◆ To do
In your answer, give each entry again exactly as it appears.

[Opening Material provided section]

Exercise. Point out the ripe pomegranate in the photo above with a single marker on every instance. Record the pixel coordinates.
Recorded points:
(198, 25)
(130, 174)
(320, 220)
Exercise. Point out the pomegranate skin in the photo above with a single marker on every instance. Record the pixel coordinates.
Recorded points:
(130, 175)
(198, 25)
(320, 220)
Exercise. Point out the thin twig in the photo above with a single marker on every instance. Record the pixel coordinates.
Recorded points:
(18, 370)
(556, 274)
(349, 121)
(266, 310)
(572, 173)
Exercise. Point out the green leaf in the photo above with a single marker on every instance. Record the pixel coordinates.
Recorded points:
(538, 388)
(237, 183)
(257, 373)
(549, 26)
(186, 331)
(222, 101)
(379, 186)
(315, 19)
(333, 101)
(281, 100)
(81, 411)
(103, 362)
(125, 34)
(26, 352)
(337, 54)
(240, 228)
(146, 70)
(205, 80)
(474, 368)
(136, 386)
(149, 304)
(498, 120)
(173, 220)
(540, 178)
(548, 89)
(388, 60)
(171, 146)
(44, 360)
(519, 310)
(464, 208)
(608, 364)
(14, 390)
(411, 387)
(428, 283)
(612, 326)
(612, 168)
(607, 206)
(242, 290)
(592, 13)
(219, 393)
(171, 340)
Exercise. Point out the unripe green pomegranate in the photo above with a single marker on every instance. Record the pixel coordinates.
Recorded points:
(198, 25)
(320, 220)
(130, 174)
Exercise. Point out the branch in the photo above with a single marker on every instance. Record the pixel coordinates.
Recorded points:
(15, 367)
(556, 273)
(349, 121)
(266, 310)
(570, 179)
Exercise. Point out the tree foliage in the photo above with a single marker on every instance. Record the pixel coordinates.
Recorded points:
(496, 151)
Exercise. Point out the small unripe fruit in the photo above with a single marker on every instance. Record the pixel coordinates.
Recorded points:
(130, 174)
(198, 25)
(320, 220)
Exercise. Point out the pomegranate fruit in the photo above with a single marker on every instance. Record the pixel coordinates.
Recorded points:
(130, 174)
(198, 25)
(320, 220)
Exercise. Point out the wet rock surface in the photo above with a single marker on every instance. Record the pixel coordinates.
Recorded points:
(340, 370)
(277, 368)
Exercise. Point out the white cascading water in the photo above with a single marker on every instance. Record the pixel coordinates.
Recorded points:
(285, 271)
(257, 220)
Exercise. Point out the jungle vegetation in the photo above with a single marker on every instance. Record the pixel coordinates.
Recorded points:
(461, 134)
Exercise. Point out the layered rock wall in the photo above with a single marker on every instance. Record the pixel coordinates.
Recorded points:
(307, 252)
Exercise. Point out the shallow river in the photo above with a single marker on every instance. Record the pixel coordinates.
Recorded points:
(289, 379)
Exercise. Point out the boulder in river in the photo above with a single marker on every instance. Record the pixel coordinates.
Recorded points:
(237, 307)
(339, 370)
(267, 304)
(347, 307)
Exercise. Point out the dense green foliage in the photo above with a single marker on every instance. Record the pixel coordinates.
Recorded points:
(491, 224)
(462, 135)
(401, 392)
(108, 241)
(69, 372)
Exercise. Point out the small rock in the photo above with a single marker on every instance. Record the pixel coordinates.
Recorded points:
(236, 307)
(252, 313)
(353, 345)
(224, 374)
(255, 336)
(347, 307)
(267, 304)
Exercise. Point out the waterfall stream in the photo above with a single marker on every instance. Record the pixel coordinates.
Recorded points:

[Closing Material provided section]

◆ Task answer
Exercise. Point out the ripe pomegranate in the photo above with a single marker on every instance. Record the pixel coordinates.
Recorded points:
(198, 25)
(130, 174)
(320, 220)
Exercise. Point out the pomegranate skin in the photo above with a single marker on every instance. Record the pixel coordinates.
Recorded points:
(130, 175)
(198, 25)
(320, 220)
Exercise. Point out the thin twig in the photo above with a single marker on every instance. Record the pixel coordinates.
Recorded points:
(18, 370)
(556, 274)
(349, 121)
(266, 310)
(572, 173)
Exercise. Point out the green leaf in the photo above with a single marker on every instance. Record the pixel coordinates.
Recorded points:
(538, 388)
(237, 183)
(257, 373)
(549, 26)
(186, 331)
(222, 101)
(379, 186)
(315, 19)
(333, 101)
(281, 100)
(81, 411)
(103, 362)
(125, 34)
(26, 352)
(337, 54)
(240, 228)
(146, 70)
(205, 80)
(474, 368)
(136, 386)
(149, 304)
(498, 120)
(173, 220)
(540, 178)
(548, 89)
(388, 60)
(171, 146)
(44, 360)
(519, 310)
(464, 208)
(608, 364)
(14, 390)
(411, 387)
(428, 283)
(612, 326)
(612, 168)
(607, 206)
(242, 290)
(592, 13)
(219, 393)
(171, 340)
Exercise. Point out the unripe green pomegranate in the photo above with a single marker on every instance. Record the pixel coordinates.
Recorded points:
(198, 25)
(320, 220)
(130, 174)
Exercise. Point out the branch in the photo above with a single marker on every instance. Record the pixel coordinates.
Recorded points:
(15, 367)
(556, 273)
(349, 121)
(266, 310)
(570, 179)
Exercise. Point out the tree foliage in the photo above with a single marker on every instance. Record the pixel coordinates.
Recorded points:
(496, 151)
Exercise. Point out the small unripe fruit in the photo above with a single marker on every instance. Record the pixel coordinates.
Recorded points:
(130, 174)
(198, 25)
(320, 220)
Exercise. Point out the pomegranate fruit in the photo above with a single marker on every instance. Record the pixel coordinates.
Recorded points:
(130, 174)
(198, 25)
(320, 220)
Exercise. Point out the wet rock surface in the photo above with a single marker on every instance. Record the pixel coordinates.
Recorded points:
(340, 370)
(277, 368)
Exercise. Point out the white cascading water in the photo above with a single marker on every instance. Record the pixel coordinates.
Recorded points:
(285, 271)
(257, 220)
Exercise. Point out the jungle vegetation in the photo above with a single marker on every instance. Record the pixel coordinates.
Recorded points:
(461, 134)
Exercise. Point out the layered rock wall in the photo above with a single marker on every instance. Record the pixel coordinates.
Recorded points:
(307, 252)
Exercise. Point out the shallow river in the photo above with a single marker on every instance. Record the pixel coordinates.
Recorded points:
(289, 379)
Exercise. Point out the boulder in river in the photo above with a single marker on every instance. Record the pixel coordinates.
Recorded points:
(237, 307)
(339, 370)
(267, 304)
(347, 307)
Exercise. Point out the dense green foliage in the photo above with a single marker on every instance. Record the pixel coordinates.
Recorded points:
(491, 224)
(462, 135)
(401, 392)
(108, 241)
(69, 372)
Exercise. Point out the small rock in the photo above with a single marker on every instance. Record the pixel coordinates.
Recorded points:
(236, 307)
(252, 313)
(353, 345)
(224, 374)
(255, 336)
(347, 307)
(267, 304)
Exercise. Point out the waterfall stream in the photo above with a single marker on every instance. Record the pixel coordinates.
Recorded points:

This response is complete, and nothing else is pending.